FRAGMENT.

■ ■ ■ ■ ■ ■ ■

De advocaat-generaal heeft gevorderd dat het hof het vonnis van de rechtbank zal bevestigen.
Door de verdediging is uitsluitend een strafmaatverweer gevoerd.
Vonnis waarvan beroep
Het hof verenigt zich met het beroepen vonnis en met de gronden waarop dit berust, behalve voor wat betreft de opgelegde straf en de strafmotivering.
Op te leggen straf
De rechtbank heeft de verdachte voor valsheid in geschrift, meermalen gepleegd (feit 1) en oplichting, meermalen gepleegd (feit 2) veroordeeld tot een gevangenisstraf voor de duur van twaalf maanden, met aftrek van voorarrest.
De advocaat-generaal heeft zich bij deze strafoplegging aangesloten.
Door de verdediging is bepleit dat aan de verdachte een voorwaardelijke gevangenisstraf en een taakstraf van aanzienlijke duur zal worden opgelegd.
Het hof overweegt als volgt.
Bij de bepaling van de op te leggen straf is gelet op de aard en de ernst van hetgeen bewezen is verklaard, op de omstandigheden waaronder het bewezen verklaarde is begaan en op de persoon van de verdachte, zoals een en ander bij het onderzoek ter terechtzitting naar voren is gekomen.
Het hof is met de rechtbank en de advocaat-generaal van oordeel dat de ernst van het bewezen verklaarde handelen van de verdachte, zoals onder meer blijkt uit de hoogte van het frauduleus door haar verkregen financiële voordeel, op zichzelf rechtvaardigt dat aan de verdachte een straf wordt opgelegd die vrijheidsbeneming met zich brengt.

■ ■ ■ ■ ■ ■ ■

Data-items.
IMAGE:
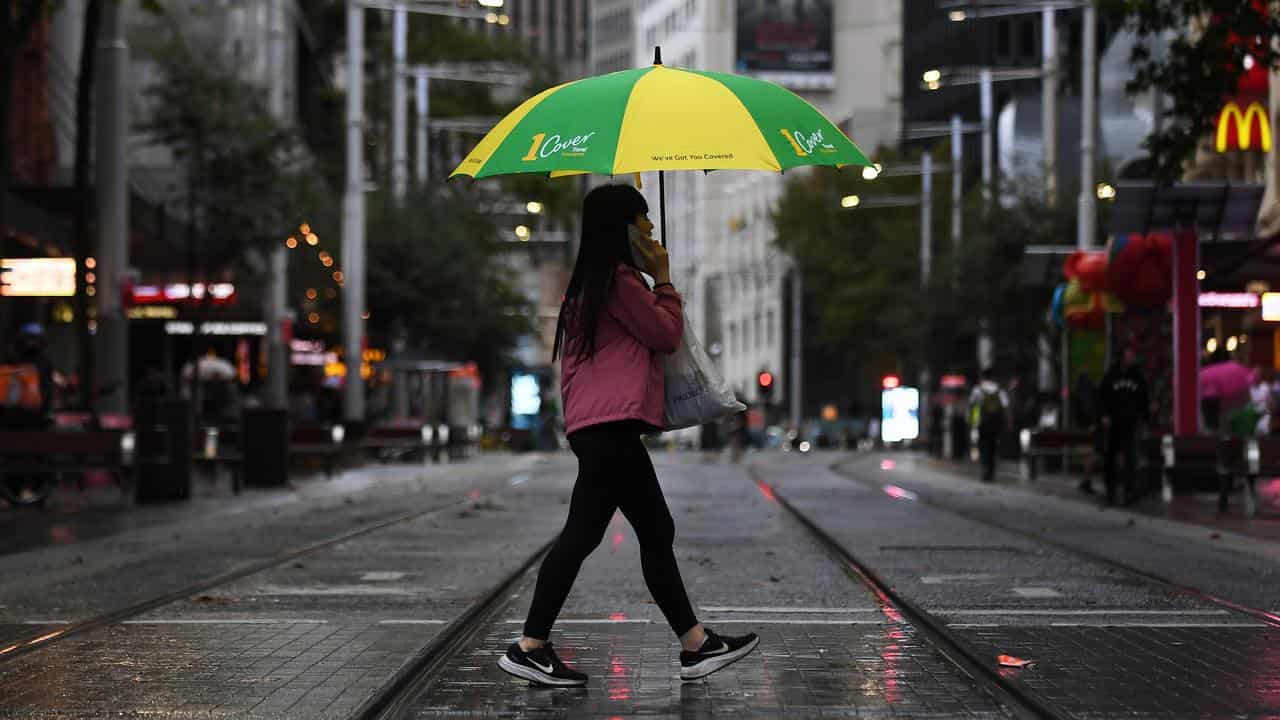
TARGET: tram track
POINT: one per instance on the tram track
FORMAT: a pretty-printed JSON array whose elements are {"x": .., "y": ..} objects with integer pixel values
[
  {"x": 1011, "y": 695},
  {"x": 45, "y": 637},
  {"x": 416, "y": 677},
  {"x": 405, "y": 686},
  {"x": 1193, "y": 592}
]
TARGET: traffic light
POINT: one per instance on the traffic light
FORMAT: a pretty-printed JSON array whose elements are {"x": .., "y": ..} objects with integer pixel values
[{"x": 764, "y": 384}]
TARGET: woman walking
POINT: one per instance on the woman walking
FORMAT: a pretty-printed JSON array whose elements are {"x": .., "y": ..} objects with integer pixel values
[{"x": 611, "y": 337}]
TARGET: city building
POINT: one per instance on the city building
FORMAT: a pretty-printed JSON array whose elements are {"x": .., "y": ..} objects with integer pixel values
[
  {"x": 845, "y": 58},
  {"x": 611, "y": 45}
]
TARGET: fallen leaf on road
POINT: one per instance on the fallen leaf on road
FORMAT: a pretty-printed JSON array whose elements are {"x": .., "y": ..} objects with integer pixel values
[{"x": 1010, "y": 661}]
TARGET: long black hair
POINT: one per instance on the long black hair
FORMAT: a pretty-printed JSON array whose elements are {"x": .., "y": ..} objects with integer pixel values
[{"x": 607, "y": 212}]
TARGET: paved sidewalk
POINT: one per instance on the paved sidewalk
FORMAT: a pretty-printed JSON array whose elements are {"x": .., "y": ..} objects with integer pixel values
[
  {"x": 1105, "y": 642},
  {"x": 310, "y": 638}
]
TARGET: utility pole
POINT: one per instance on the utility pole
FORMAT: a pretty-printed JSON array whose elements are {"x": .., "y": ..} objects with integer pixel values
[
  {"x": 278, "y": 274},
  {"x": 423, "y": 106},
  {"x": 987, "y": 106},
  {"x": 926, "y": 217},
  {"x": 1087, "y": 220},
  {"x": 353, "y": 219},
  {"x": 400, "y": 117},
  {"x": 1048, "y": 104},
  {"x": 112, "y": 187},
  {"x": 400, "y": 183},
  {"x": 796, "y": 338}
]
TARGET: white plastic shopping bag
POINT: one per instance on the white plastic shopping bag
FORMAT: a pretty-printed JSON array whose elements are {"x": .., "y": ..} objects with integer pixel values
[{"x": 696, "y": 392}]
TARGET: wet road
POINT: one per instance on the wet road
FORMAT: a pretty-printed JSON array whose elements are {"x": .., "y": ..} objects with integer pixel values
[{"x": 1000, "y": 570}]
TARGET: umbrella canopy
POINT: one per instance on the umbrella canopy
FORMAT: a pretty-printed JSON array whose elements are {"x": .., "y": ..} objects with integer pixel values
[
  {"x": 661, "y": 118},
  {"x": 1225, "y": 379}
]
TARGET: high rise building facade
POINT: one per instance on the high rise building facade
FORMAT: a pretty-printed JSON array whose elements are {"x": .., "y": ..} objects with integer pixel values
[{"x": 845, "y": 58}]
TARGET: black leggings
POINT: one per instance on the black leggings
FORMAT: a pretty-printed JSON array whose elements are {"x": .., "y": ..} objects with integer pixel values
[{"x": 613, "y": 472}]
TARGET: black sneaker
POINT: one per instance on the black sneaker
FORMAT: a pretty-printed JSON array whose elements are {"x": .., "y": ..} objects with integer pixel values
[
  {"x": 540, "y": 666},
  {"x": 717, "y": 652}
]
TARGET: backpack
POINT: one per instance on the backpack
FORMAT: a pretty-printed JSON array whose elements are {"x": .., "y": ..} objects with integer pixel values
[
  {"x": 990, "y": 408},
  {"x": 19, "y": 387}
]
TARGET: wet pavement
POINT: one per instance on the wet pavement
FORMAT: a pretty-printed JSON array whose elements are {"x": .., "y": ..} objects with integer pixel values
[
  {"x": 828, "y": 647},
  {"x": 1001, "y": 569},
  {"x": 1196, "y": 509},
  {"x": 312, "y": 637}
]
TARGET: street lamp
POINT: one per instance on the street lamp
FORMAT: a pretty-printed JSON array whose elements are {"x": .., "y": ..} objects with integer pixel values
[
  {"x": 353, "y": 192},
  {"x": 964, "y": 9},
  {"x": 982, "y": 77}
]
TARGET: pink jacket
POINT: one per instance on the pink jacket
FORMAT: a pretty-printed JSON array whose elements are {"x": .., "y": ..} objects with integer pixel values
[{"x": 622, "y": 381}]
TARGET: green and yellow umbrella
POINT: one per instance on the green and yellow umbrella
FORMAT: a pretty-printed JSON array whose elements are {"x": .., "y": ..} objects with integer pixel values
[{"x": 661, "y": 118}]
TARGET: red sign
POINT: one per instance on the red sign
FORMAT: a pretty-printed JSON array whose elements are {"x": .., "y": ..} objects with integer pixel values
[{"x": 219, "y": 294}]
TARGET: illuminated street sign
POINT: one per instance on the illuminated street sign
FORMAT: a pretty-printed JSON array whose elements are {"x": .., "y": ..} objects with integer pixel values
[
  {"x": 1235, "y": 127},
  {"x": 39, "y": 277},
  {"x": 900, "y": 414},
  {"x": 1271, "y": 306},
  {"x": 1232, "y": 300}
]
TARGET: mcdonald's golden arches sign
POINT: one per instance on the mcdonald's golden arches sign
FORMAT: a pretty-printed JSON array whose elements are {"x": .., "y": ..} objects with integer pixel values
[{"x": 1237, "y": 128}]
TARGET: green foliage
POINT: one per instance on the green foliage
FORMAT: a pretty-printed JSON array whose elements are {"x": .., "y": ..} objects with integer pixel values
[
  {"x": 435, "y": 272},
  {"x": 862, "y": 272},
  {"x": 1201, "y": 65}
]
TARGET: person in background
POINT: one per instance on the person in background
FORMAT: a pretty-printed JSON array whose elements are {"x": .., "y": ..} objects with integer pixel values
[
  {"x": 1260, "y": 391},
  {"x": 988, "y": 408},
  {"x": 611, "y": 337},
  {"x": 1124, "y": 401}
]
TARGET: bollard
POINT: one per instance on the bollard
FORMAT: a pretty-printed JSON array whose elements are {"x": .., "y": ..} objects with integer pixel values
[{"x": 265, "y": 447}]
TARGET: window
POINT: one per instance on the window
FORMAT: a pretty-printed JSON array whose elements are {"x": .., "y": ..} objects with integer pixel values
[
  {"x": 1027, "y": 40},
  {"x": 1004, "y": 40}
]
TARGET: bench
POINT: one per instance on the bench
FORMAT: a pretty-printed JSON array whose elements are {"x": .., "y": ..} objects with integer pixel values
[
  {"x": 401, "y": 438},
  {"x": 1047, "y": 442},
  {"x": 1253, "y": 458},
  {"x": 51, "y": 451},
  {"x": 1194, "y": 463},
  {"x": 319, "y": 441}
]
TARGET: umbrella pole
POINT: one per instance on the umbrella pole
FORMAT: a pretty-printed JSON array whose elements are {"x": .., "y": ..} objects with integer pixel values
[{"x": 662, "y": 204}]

■ ■ ■ ■ ■ ■ ■

OPDRACHT.
Stemmen de volgende uitspraken overeen met het fragment? Antwoord per uitspraak met ja of nee en citeer woordelijk de woorden uit het fragment die de doorslag geven. (a) De rechtbank heeft de verdachte een gevangenisstraf van twaalf maanden opgelegd. (b) De advocaat-generaal heeft een taakstraf gevorderd. (c) De verdediging heeft alleen een verweer over de strafmaat gevoerd.

ANTWOORD.
(a) Ja: "veroordeeld tot een gevangenisstraf voor de duur van twaalf maanden, met aftrek van voorarrest"
(b) Nee: "De advocaat-generaal heeft zich bij deze strafoplegging aangesloten."
(c) Ja: "Door de verdediging is uitsluitend een strafmaatverweer gevoerd."